# Required task
Transcribe every one of the following rows exactly as it appears, changing nothing.

## begin Extracted information

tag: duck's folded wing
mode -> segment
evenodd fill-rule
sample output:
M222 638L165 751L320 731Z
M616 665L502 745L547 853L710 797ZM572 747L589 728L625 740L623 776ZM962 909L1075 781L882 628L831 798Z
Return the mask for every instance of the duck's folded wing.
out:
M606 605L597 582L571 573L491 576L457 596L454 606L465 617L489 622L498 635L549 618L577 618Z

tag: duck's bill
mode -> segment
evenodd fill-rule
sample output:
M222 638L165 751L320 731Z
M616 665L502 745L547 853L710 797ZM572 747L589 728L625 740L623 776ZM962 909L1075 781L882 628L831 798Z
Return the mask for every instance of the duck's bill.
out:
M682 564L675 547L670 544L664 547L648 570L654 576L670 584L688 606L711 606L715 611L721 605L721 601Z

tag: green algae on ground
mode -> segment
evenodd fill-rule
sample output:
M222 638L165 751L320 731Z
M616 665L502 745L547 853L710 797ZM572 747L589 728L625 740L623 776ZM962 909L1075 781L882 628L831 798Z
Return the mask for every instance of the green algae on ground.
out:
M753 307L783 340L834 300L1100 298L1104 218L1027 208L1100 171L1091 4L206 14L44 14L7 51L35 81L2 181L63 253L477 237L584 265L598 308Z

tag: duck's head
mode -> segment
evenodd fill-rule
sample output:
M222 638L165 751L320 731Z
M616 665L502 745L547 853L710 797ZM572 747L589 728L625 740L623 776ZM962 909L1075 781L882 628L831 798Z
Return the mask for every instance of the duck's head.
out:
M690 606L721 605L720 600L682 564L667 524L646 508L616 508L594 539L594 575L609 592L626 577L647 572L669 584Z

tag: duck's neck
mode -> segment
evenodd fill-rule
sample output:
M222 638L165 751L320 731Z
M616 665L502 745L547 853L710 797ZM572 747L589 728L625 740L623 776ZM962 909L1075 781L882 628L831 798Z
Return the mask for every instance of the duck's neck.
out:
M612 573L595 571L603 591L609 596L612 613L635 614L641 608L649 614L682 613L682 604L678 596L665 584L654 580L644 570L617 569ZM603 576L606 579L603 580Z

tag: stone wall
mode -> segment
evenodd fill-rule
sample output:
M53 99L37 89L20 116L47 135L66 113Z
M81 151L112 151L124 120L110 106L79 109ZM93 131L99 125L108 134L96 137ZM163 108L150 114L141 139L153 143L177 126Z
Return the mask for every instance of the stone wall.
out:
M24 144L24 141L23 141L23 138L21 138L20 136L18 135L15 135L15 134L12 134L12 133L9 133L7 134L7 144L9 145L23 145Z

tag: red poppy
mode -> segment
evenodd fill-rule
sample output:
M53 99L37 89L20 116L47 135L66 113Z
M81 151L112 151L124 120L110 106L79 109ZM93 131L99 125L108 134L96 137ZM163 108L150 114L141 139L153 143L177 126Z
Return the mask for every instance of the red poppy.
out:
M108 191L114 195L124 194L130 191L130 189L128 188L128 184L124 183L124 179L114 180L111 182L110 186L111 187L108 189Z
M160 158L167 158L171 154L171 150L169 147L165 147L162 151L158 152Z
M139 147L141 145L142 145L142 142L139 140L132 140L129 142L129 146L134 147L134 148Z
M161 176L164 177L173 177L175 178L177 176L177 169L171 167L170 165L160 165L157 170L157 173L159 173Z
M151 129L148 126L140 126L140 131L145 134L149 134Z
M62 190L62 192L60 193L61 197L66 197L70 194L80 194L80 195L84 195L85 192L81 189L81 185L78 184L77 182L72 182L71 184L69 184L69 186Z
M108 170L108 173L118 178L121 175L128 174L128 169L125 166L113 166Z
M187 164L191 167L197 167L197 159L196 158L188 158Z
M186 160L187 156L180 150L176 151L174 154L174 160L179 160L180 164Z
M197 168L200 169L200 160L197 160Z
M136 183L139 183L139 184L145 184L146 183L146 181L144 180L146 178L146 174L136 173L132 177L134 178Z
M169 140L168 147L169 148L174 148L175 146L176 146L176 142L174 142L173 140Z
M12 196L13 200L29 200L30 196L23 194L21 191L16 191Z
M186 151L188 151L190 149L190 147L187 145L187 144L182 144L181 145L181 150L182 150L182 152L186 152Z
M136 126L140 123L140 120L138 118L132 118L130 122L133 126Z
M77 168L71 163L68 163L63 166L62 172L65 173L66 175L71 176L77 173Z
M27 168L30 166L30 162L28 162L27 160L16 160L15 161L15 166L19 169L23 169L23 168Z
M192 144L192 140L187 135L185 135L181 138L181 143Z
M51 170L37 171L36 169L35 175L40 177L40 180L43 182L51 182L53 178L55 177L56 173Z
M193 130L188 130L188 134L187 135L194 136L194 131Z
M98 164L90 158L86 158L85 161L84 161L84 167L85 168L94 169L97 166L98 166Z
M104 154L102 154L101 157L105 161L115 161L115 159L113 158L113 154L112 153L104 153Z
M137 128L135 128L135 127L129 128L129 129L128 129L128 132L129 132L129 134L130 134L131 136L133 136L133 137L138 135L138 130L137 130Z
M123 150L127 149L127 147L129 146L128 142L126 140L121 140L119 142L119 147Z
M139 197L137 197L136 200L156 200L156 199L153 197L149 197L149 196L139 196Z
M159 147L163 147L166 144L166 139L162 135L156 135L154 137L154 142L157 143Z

## end Extracted information

# Reply
tag: duck's folded wing
mode -> segment
evenodd fill-rule
sample output:
M222 638L165 751L320 731Z
M616 665L502 745L547 853L710 797ZM572 747L589 728L625 740L623 776ZM962 909L1075 781L882 628L831 798Z
Return the mask for every instance of the duck's folded wing.
out:
M606 605L597 582L571 573L491 576L457 596L454 606L465 617L489 622L498 635L549 618L577 618Z

tag: duck's bill
mode -> segment
evenodd fill-rule
sample output:
M222 638L165 751L320 731Z
M616 665L502 745L547 853L710 797ZM572 747L589 728L625 740L623 776ZM962 909L1075 781L882 628L831 798Z
Return the mask for every instance of the duck's bill.
out:
M682 564L675 547L670 544L664 547L648 570L654 576L670 584L688 606L711 606L715 611L721 605L721 601Z

tag: green algae on ground
mode -> segment
evenodd fill-rule
sample output:
M222 638L165 751L320 731Z
M616 665L502 745L547 853L710 797ZM572 747L589 728L625 740L623 776ZM962 909L1075 781L882 628L831 798Z
Return the mask for every instance of the green algae on ground.
out:
M753 307L783 340L834 300L1100 298L1104 218L1027 208L1100 171L1091 4L206 14L44 14L7 51L35 81L2 181L63 253L477 237L584 265L598 308Z

tag: duck's head
mode -> segment
evenodd fill-rule
sample output:
M222 638L165 751L320 731Z
M616 665L502 745L547 853L710 797ZM572 747L589 728L625 740L623 776ZM962 909L1075 781L882 628L831 798Z
Return the mask for every instance of the duck's head.
out:
M690 606L721 605L720 600L682 564L667 524L646 508L616 508L594 539L594 575L609 592L626 577L647 572L669 584Z

tag: duck's neck
mode -> segment
evenodd fill-rule
sample output:
M222 638L165 751L320 731Z
M616 665L502 745L547 853L710 797ZM572 747L589 728L625 740L623 776ZM962 909L1075 781L882 628L831 798Z
Return the mask for every instance of the duck's neck.
out:
M612 573L595 571L603 591L609 596L612 613L635 614L641 608L649 614L682 613L682 604L678 596L665 584L654 580L644 570L617 569ZM603 576L606 579L603 580Z

tag: stone wall
mode -> segment
evenodd fill-rule
sample output:
M53 99L37 89L20 116L47 135L66 113Z
M81 151L112 151L124 120L110 106L79 109ZM93 131L99 125L108 134L96 137ZM163 108L150 114L141 139L153 143L177 126Z
Return the mask for every instance of the stone wall.
out:
M24 144L24 141L23 141L23 138L21 138L20 136L18 135L15 135L15 134L12 134L12 133L9 133L7 134L7 144L9 145L23 145Z

tag: red poppy
mode -> segment
evenodd fill-rule
sample output:
M53 99L37 89L20 116L47 135L66 113Z
M81 151L112 151L124 120L110 106L79 109ZM93 131L99 125L108 134L96 137ZM163 108L150 114L141 139L153 143L177 126Z
Return the mask for every instance of the red poppy.
out:
M108 191L114 195L124 194L130 191L130 189L128 188L128 184L124 183L124 179L114 180L111 182L110 186L111 187L108 189Z
M160 158L167 158L171 154L171 150L169 147L165 147L162 151L158 152Z
M139 147L141 145L142 145L142 142L139 140L132 140L129 142L129 146L134 147L134 148Z
M161 176L164 177L173 177L175 178L177 176L177 169L171 167L170 165L160 165L157 170L157 173L159 173Z
M151 129L148 126L140 126L140 131L145 134L149 134Z
M62 190L62 192L60 193L61 197L66 197L70 194L80 194L80 195L84 195L85 192L81 189L81 185L78 184L77 182L72 182L71 184L69 184L69 186Z
M108 170L108 173L118 178L121 175L128 174L128 169L125 166L113 166Z
M187 164L191 167L197 167L197 159L196 158L188 158Z
M186 160L187 156L180 150L176 151L174 154L174 160L179 160L180 164Z
M197 168L200 169L200 160L197 160Z
M136 183L139 183L139 184L145 184L146 183L146 181L144 180L146 178L146 174L136 173L132 177L134 178Z
M169 140L168 147L169 148L174 148L175 146L176 146L176 142L174 142L173 140Z
M12 196L13 200L29 200L30 196L23 194L21 191L16 191Z
M186 151L188 151L190 149L190 147L187 145L187 144L182 144L181 145L181 150L182 150L182 152L186 152Z
M136 126L140 123L140 120L138 118L132 118L130 122L133 126Z
M77 168L71 163L68 163L63 166L62 172L65 173L66 175L71 176L77 173Z
M27 168L30 166L30 162L28 162L27 160L16 160L15 161L15 166L19 169L23 169L23 168Z
M192 144L192 140L187 135L185 135L181 138L181 143Z
M51 170L37 171L36 169L35 175L40 177L40 180L43 182L51 182L53 178L55 177L56 173Z
M193 130L188 130L188 134L187 135L194 136L194 131Z
M98 164L90 158L86 158L85 161L84 161L84 167L85 168L94 169L97 166L98 166Z
M104 154L102 154L101 157L105 161L115 161L115 159L113 158L113 154L112 153L104 153Z
M137 128L135 128L135 127L129 128L129 129L128 129L128 132L129 132L129 134L130 134L131 136L133 136L133 137L138 135L138 130L137 130Z
M123 150L127 149L127 147L129 146L128 142L126 140L121 140L119 142L119 147Z
M139 197L137 197L136 200L156 200L156 199L153 197L149 197L149 196L139 196Z
M159 147L163 147L166 144L166 139L162 135L156 135L154 137L154 142L157 143Z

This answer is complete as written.